◆ Aim
Write out the material again exactly, please, and omit the pictures.

-- Begin Data --

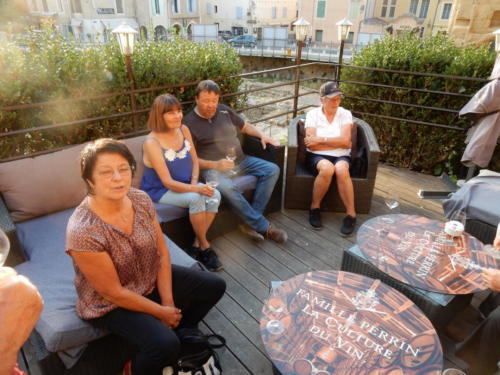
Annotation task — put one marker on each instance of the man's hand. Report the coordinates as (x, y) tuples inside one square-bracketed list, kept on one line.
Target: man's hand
[(204, 190), (264, 140), (224, 165), (492, 278), (312, 141)]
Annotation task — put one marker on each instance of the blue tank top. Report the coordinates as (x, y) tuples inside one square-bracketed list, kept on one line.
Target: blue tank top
[(179, 164)]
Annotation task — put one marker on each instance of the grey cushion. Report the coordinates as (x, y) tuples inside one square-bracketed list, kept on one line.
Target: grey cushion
[(51, 270)]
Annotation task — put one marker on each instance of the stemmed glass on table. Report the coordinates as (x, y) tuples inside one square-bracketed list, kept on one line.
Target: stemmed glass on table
[(212, 180), (457, 221), (231, 156), (4, 247)]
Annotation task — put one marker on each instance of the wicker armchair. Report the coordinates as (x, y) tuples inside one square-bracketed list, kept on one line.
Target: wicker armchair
[(299, 181)]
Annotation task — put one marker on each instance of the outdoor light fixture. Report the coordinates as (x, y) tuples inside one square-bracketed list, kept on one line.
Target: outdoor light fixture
[(125, 35), (497, 39), (344, 28), (301, 28)]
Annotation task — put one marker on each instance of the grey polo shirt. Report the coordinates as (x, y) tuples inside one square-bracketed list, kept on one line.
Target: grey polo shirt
[(212, 137)]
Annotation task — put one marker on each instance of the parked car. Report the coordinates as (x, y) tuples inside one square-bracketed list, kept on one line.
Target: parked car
[(243, 41), (225, 34)]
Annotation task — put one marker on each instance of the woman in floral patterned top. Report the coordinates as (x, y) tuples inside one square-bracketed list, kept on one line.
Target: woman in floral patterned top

-- End Data --

◆ Response for this exercise
Annotation task — put one marker on each instance of the man's hand. Report the coordinates as (x, y) tuples inside one square-bracketed list, kept on one line.
Target: man's hand
[(204, 190), (264, 140), (224, 165), (492, 278), (312, 141)]
Annotation task — put one marker on each instance of the blue tank top. Report the coordinates as (x, y) tuples inside one square-bracketed list, kept on one line.
Target: blue tank top
[(179, 164)]
Annotation task — put one marker on each instance of the grey cushion. Report the coordinates as (x, y) tuples inside one square-bracketed list, kept on one line.
Target: grey cushion
[(51, 270)]
Annotation task — put one marker on each instance of the stemmed glass on table. Report the coordinates as (x, y) tuples inside one square-bracketed list, kept on one line.
Target: stemmed glass on table
[(212, 180), (457, 221), (231, 156), (4, 247)]
Annotation task — put one marker on each instance of the wicker armchair. Report the coordinates as (x, y) tuples inside one square-bracketed list, kept on one line.
Target: wicker armchair
[(299, 181)]
Annotation task — put one marker on each instance of the outdoor light fixture. Report the coordinates as (x, y) tuples inside one square-bracketed list, kept on one line.
Target: outdoor light fixture
[(125, 35), (497, 39), (344, 28), (301, 28)]
Annotation task — put one marker on each instance of the grey polo shirt. Report the coordinates as (x, y) tuples inside one square-bracketed list, kept on one line.
Target: grey polo shirt
[(212, 137)]
Annotation task — put one marker on each instance of the parked car. Report the coordinates as (x, y) tuples inside one square-bracketed list, kept on one line.
Target: parked car
[(243, 41), (225, 34)]
Annotation task — put one marker on each instance of the woman in floral patterned top. Report the coordinates as (x, y) tuples inside one square-bracketed list, kept on one line.
Target: woman in floral patterned top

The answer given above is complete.